— SET PROBLEM —
Transcribe the part of the Dreadbolt crossbow review from "The blaster comes" to "very impressive crossbow." word for word.

Nerf Zombie Strike Dreadbolt Review (Hasbro)

Nerf Zombie Strike Dreadbolt
PRICE CHECK
   
EDITOR'S REVIEW
OVERALL EDITOR'S RATING:
What It Is

If we've learned anything, it's that you need to be prepared when you're going after Zombies. Even when those Zombies are imaginary. The Dreadbolt is the latest addition to the Nerf Zombie Strike line of blasters. This is an awesome crossbow that combines accuracy, distance and power into one impressive blaster.

The blaster comes with five arrows, and loading is pretty easy. Pull back on the latch, which stretches the bowstring. Insert the arrow into the firing compartment, then push the latch back to lock your arrow in place. Then aim...and fire. The flight is really impressive, as the accuracy of the aim over distance. This is one big blaster, because size matters, and it's really well designed and well-balanced for it's size.

The Dreadbolt is designed for kids ages 8 and up, and kids that age should have no trouble wielding this in their Nerf battles. Obviously it's for targeted strikes rather than high volume blasting, but we have it on good authority that when you're fighting zombies precision and accuracy are your most effective strategies. You can find that out for yourself with this very impressive crossbow.

Is It Fun?

— EXTRACTED DATA —
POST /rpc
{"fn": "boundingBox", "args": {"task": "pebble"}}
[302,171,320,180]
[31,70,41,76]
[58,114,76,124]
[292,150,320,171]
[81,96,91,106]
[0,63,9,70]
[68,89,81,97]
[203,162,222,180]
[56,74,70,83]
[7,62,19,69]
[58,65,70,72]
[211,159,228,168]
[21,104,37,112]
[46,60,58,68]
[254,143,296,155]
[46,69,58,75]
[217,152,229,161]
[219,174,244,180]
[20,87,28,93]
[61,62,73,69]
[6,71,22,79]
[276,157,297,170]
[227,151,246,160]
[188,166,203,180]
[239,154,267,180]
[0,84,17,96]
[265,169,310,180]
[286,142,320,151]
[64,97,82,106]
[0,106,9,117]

— OUTPUT —
The blaster comes with five arrows, and loading is pretty easy. Pull back on the latch, which stretches the bowstring. Insert the arrow into the firing compartment, then push the latch back to lock your arrow in place. Then aim...and fire. The flight is really impressive, as the accuracy of the aim over distance. This is one big blaster, because size matters, and it's really well designed and well-balanced for it's size.

The Dreadbolt is designed for kids ages 8 and up, and kids that age should have no trouble wielding this in their Nerf battles. Obviously it's for targeted strikes rather than high volume blasting, but we have it on good authority that when you're fighting zombies precision and accuracy are your most effective strategies. You can find that out for yourself with this very impressive crossbow.